→ **Provided passage**:

:::::

In summary, desiccation‐tolerance proteins adsorb water similarly to globular proteins, suggesting that modulated water retention does not explain desiccation protection. In vivo, other molecules may modulate hydration near desiccation‐tolerance proteins, but desiccation‐tolerance proteins themselves do not necessarily bind water differently than other proteins. Investigating what properties are particular to desiccation‐tolerance proteins will reveal their protective mechanism(s), allowing rational design of excipients to make protein products more affordable and accessible.

4. MATERIALS AND METHODS

4.1. Materials

Ampicillin, kanamycin sulfate, and 4‐(2‐hydroxyethyl)‐1‐piperazineethanesulfonic acid (HEPES) (Thermo Fisher) were used without further purification. H₂O with a resistivity >17 MΩ cm⁻¹ was used to prepare buffers. A constant relative humidity of 75 ± 5% as measured by a digital hygrometer (Fisherbrand TraceableGO™ Bluetooth datalogging digital hygrometer) was created by sealing a 0.5‐L chamber containing 200 ml of H₂O saturated with sodium chloride (Thermo Fisher). ⁴⁰

4.2. Protein expression and purification

The pET11a plasmid (Novagen) containing the gene for the T2Q variant of GB1 was provided by Leonard D. Spicer's laboratory at Duke University (Durham, North Carolina). This variant, which we call GB1, was chosen because the mutation prevents N‐terminal deamidation. ⁴¹ The pET28b plasmid containing the gene for CAHS D was engineered as described. ²² The pET28b plasmid containing the gene for PvLEA4 fused to an N‐terminal hexahistadine (His‐) tag and a TEV protease cleavage site was ordered from Gene Universal Inc. Vectors were transformed into Agilent BL21 Gold (DE3) Escherichia coli as described. ²²

A single colony was used to inoculate 100 ml of Luria‐Bertani broth (Fisher, 10 g/l tryptone, 5 g/l yeast extract, 5 g/l NaCl) supplemented with the antibiotic ampicillin (GB1) or kanamycin (CAHS D and PvLEA4) to a final concentration of 60 μg/ml. The culture was shaken at 37°C overnight (New Brunswick Scientific I26 incubator, 225 rpm). Ten milliliters of the overnight culture were used to inoculate 1 l of antibiotic‐supplemented LB. One‐liter cultures were shaken at 37°C until they reached an optical density at 600 nm of 0.6–0.8, at which point protein expression was induced by adding isopropyl β‐d‐1‐thiogalactopyranoside (1 mM final concentration). Three hours after induction, cells were harvested via centrifugation at 4,000g. The cell pellet from each culture was resuspended in 10 ml of 20 mM Tris, pH 7.5, and stored at −20°C.

:::::

→ **Supplied data**:
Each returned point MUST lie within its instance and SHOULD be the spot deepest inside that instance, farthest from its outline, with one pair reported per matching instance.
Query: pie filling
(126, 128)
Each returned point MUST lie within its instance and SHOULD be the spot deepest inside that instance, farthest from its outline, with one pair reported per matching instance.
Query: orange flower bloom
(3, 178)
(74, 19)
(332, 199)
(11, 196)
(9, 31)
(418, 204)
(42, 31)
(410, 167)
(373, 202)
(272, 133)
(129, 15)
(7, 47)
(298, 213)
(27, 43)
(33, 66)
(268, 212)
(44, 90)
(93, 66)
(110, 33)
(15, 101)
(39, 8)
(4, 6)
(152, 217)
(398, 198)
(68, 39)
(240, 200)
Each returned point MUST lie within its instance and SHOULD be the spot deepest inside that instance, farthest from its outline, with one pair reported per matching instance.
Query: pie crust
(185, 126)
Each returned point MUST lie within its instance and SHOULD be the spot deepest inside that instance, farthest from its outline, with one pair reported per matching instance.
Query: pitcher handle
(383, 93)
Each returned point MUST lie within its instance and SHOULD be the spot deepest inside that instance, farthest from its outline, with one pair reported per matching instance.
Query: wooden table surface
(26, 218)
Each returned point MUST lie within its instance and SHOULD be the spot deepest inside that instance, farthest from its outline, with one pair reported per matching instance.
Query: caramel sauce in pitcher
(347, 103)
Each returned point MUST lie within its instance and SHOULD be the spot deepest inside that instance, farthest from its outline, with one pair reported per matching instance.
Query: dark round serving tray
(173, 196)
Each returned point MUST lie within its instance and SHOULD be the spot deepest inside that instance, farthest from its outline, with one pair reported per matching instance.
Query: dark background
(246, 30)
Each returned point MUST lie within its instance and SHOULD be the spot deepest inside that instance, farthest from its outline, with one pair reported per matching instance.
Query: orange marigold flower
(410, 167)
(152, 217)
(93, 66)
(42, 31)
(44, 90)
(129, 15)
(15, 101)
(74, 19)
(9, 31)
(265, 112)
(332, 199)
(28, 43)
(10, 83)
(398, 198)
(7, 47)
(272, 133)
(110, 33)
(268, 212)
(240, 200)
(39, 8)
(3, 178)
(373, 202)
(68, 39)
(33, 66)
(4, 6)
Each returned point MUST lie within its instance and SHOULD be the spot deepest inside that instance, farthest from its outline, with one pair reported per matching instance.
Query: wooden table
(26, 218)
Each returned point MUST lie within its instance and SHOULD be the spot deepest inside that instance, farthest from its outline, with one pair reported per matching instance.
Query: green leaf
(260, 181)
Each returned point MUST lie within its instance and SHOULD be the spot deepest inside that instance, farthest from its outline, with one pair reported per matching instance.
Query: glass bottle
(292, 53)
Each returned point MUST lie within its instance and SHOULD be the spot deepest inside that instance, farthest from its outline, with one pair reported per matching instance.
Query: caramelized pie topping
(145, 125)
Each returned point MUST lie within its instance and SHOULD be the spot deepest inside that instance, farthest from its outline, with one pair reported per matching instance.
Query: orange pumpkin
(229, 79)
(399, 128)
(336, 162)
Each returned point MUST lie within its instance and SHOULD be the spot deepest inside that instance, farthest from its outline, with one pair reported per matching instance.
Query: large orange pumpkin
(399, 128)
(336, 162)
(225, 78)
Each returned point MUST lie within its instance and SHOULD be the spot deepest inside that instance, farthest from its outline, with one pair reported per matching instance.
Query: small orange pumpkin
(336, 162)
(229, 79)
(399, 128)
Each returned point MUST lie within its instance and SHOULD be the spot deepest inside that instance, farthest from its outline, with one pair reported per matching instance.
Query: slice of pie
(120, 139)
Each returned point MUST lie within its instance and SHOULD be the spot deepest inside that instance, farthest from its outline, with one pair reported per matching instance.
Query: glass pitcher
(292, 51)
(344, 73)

:::::

→ **What is required**:
Extract from the desiccation-tolerance protein passage the part starting with "In summary, desiccation‐tolerance" and going on through "affordable and accessible.".

→ **Expected answer**:
In summary, desiccation‐tolerance proteins adsorb water similarly to globular proteins, suggesting that modulated water retention does not explain desiccation protection. In vivo, other molecules may modulate hydration near desiccation‐tolerance proteins, but desiccation‐tolerance proteins themselves do not necessarily bind water differently than other proteins. Investigating what properties are particular to desiccation‐tolerance proteins will reveal their protective mechanism(s), allowing rational design of excipients to make protein products more affordable and accessible.